(To-do list):
a) From the article on Portrait of Johnny, return the passage starting at "Portrait of Johnny is" and ending at "to the liner.".
b) Translate this sentence from the article on Portrait of Johnny into Spanish: "The album entered the magazine's Top LPs chart a month later, in the issue dated August 28, spending 63 weeks on the chart, seven of which at its peak position of number two."
c) Extend the article on Portrait of Johnny by writing what comes after its final sentence.

(Page text):
Greatest hits album by Johnny Mathis
- Released: July 17, 1961
- Recorded: 1959–1961
- Genre: Vocal
- Length: 33:11
- Label: Columbia
- Producer: Al Ham; Mitch Miller; Irving Townsend; Frank DeVol;

Johnny Mathis chronology
| I'll Buy You a Star (1961) | Portrait of Johnny (1961) | Live It Up! (1961) |

= Portrait of Johnny =

Portrait of Johnny is a compilation album by Johnny Mathis that was released by Columbia Records on July 17, 1961, and described on the cover as "The Third in the Johnny Mathis Greatest Hits Series". Seven B-sides of chart hits are included along with four of the corresponding A-sides that made it onto the Billboard Hot 100 or "bubbled under" it and one song ("Should I Wait (Or Should I Run to Her)") from a single that had neither side chart in Billboard magazine.

In the "Spotlight Albums of the Week" column in the issue of Billboard dated July 31, 1961, a description of the release states, "A deluxe merchandising effort is represented here, with the fine color cover painting of Mathis, reproduced in a gold titled frame, which is attached to the liner.

The album entered the magazine's Top LPs chart a month later, in the issue dated August 28, spending 63 weeks on the chart, seven of which at its peak position of number two.

(Position annotation records)
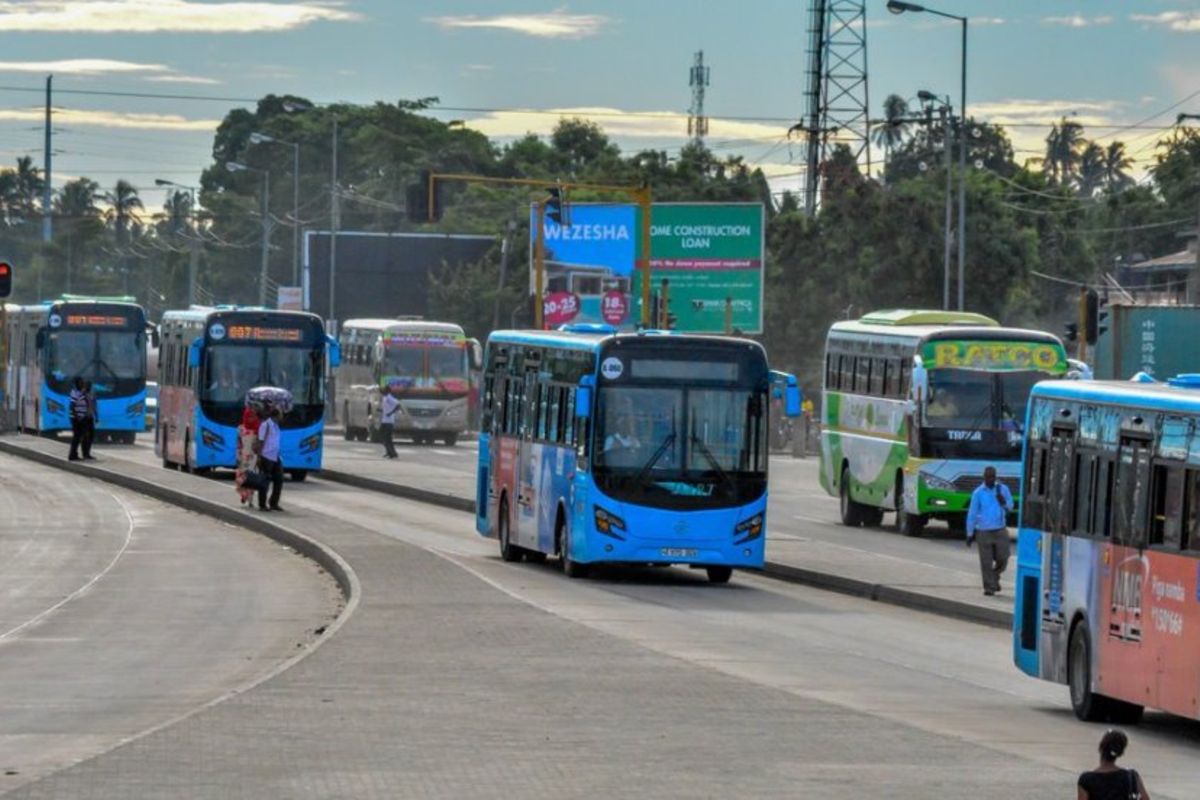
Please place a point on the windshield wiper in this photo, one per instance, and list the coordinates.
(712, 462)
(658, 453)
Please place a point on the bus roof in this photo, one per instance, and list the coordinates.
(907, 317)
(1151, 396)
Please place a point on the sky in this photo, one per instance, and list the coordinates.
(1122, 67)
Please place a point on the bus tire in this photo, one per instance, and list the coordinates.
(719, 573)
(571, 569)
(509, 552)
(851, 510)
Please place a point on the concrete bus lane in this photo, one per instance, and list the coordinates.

(The answers):
a)
Portrait of Johnny is a compilation album by Johnny Mathis that was released by Columbia Records on July 17, 1961, and described on the cover as "The Third in the Johnny Mathis Greatest Hits Series". Seven B-sides of chart hits are included along with four of the corresponding A-sides that made it onto the Billboard Hot 100 or "bubbled under" it and one song ("Should I Wait (Or Should I Run to Her)") from a single that had neither side chart in Billboard magazine.

In the "Spotlight Albums of the Week" column in the issue of Billboard dated July 31, 1961, a description of the release states, "A deluxe merchandising effort is represented here, with the fine color cover painting of Mathis, reproduced in a gold titled frame, which is attached to the liner.

b) El álbum entró en la lista Top LPs de la revista un mes después, en el número con fecha del 28 de agosto, y permaneció 63 semanas en la lista, siete de ellas en su posición máxima, el número dos.

c)
==Reception==

AllMusic's Joe Viglione wrote, "The liner notes read like a good biography from a PR firm, better fare than '60s albums usually offered for the album jackets, but there's no clarification on where this material was culled from." He concludes, "The disc sounds like a pastiche, but as always, with the sublime voice of Johnny Mathis as the common denominator, it is as entertaining as ever and perhaps more interesting than usual with all the musical changes on each track."

Professional ratings
Review scores
| Source | Rating |
| AllMusic | Star Half star |
| Billboard | positive |
| New Record Mirror | 5/5 |
| The Encyclopedia of Popular Music | Star |

==Track listing==
Recording and release dates are taken from the liner notes of The Singles (2015).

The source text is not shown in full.